# INPUT FOR THIS TASK
==============================

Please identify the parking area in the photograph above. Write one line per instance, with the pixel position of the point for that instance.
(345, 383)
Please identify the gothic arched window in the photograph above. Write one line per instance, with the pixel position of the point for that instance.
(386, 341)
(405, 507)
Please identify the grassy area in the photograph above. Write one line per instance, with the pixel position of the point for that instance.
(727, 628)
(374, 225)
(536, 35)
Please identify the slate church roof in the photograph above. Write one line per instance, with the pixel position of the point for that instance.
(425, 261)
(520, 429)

==============================

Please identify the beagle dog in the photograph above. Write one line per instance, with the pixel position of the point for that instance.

==============================

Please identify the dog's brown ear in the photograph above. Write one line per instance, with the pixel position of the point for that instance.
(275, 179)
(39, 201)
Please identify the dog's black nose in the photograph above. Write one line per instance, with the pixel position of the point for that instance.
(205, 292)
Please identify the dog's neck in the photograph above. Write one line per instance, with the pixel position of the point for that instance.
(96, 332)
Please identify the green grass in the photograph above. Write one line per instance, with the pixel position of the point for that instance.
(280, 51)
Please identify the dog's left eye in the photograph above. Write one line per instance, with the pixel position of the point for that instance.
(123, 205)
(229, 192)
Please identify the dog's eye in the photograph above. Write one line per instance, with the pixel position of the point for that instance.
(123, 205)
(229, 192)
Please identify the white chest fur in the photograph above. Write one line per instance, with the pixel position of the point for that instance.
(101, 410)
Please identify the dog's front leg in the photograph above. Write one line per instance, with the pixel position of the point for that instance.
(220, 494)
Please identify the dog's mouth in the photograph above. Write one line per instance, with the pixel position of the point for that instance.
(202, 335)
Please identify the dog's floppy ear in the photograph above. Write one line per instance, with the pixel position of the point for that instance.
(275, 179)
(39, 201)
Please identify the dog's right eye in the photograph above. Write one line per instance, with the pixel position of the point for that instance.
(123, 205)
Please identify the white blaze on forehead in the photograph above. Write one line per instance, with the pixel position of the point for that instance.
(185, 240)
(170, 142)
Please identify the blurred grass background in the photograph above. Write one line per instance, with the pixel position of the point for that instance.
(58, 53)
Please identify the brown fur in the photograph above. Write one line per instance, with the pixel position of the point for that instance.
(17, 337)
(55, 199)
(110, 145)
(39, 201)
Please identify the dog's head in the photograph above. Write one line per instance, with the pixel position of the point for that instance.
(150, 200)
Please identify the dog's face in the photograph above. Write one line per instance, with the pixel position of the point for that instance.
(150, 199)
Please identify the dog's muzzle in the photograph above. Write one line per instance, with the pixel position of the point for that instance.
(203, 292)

==============================

# TASK PROMPT
Count the lines in the rows above that contain the word "white", and reply with the number alone.

# THE REPLY
2